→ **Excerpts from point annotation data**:

※ ※ ※

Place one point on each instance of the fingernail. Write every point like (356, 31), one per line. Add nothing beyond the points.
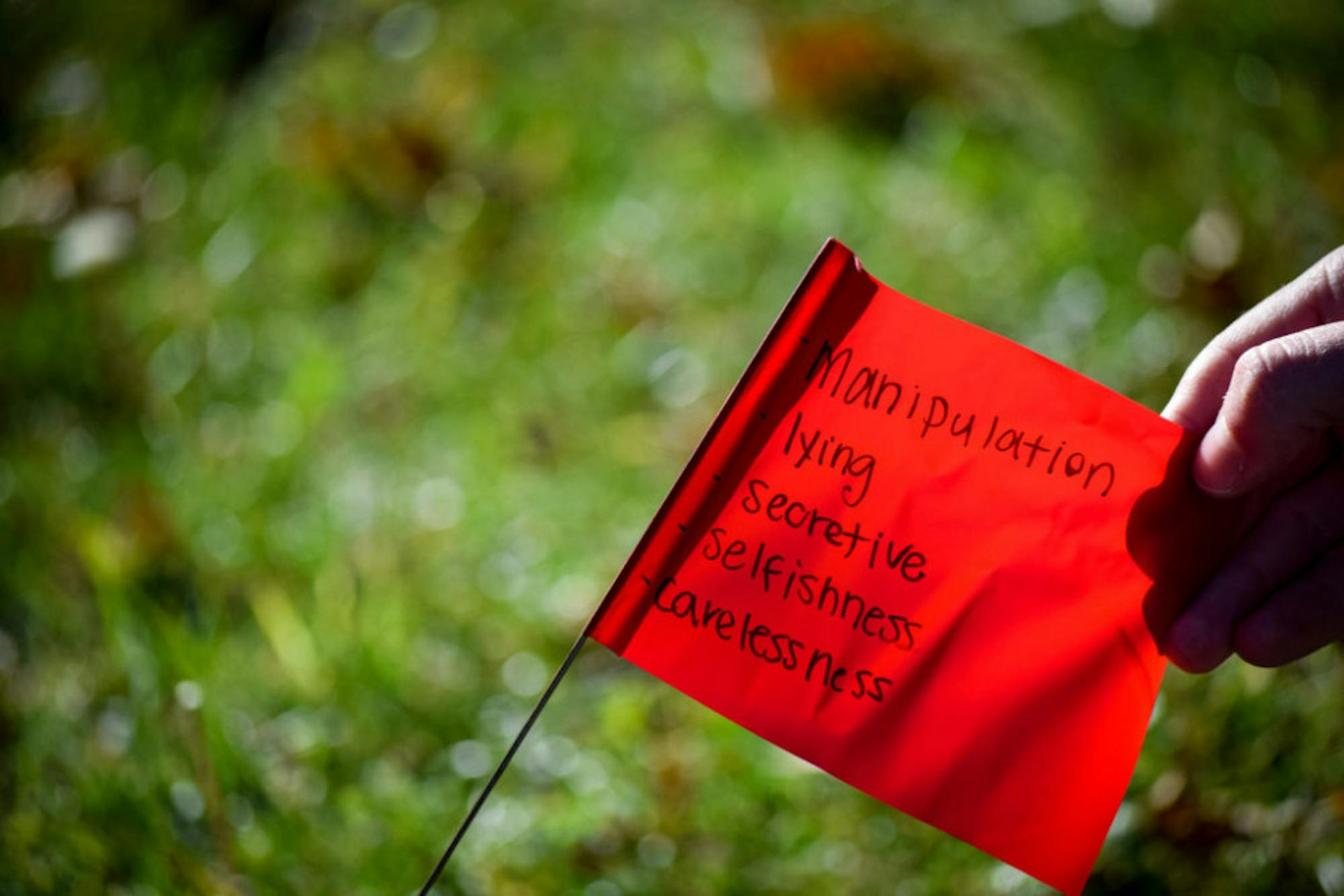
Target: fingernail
(1221, 461)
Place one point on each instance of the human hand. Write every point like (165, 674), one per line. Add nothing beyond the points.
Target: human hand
(1268, 396)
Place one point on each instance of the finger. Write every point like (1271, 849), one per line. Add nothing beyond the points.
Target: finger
(1286, 398)
(1300, 620)
(1299, 529)
(1316, 298)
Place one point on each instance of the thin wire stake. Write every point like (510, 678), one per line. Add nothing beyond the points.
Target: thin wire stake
(499, 770)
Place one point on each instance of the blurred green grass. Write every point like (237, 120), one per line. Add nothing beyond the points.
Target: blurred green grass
(347, 347)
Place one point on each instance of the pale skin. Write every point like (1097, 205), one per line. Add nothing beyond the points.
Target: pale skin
(1268, 396)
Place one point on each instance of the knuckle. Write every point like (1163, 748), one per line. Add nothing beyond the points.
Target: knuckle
(1259, 377)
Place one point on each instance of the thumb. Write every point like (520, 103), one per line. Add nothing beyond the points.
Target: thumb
(1286, 397)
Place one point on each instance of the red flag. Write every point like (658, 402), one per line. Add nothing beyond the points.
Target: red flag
(905, 553)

※ ※ ※

→ **Task prompt**:
Transcribe the full listing character for character. Pictures are excluded.

→ **The result**:
Place one point on each instance of the fingernail. Write every point like (356, 31), one per line. Add nothing beyond the points.
Target: fingernail
(1221, 461)
Place one point on each instance of the human hand. Write every point like (165, 674), one per line. Add nothing beyond the points.
Target: human hand
(1268, 396)
Place one point on each instance of the finger. Write every point like (1271, 849), one per line. Add nothing beyond the points.
Target: finger
(1286, 398)
(1300, 620)
(1299, 529)
(1316, 298)
Place one point on each instance of the thin wire stake. Write every point like (510, 678), one per line. Add nothing beyond the points.
Target: thin wire stake
(499, 770)
Place one point on each instance of the blurred green grass. Write every point like (237, 120), one per line. Add nothing beyond the points.
Target: blurred green grass
(347, 347)
Place one point on each instance of the pale skin. Write every point like (1097, 205), one per line. Add nothing beyond the points.
Target: pale skin
(1268, 396)
Place one point on each instance of the knuckle. Write every point like (1163, 748), one per line. Add nothing beyond the points.
Target: knuckle
(1259, 377)
Place one point on each instance of the thumb. Write every point like (520, 103), one per line. Add nothing beyond the points.
Target: thumb
(1286, 397)
Place one point on each instance of the red flag. Write every point like (658, 402), one per line. Add nothing beyond the points.
Target: red flag
(905, 553)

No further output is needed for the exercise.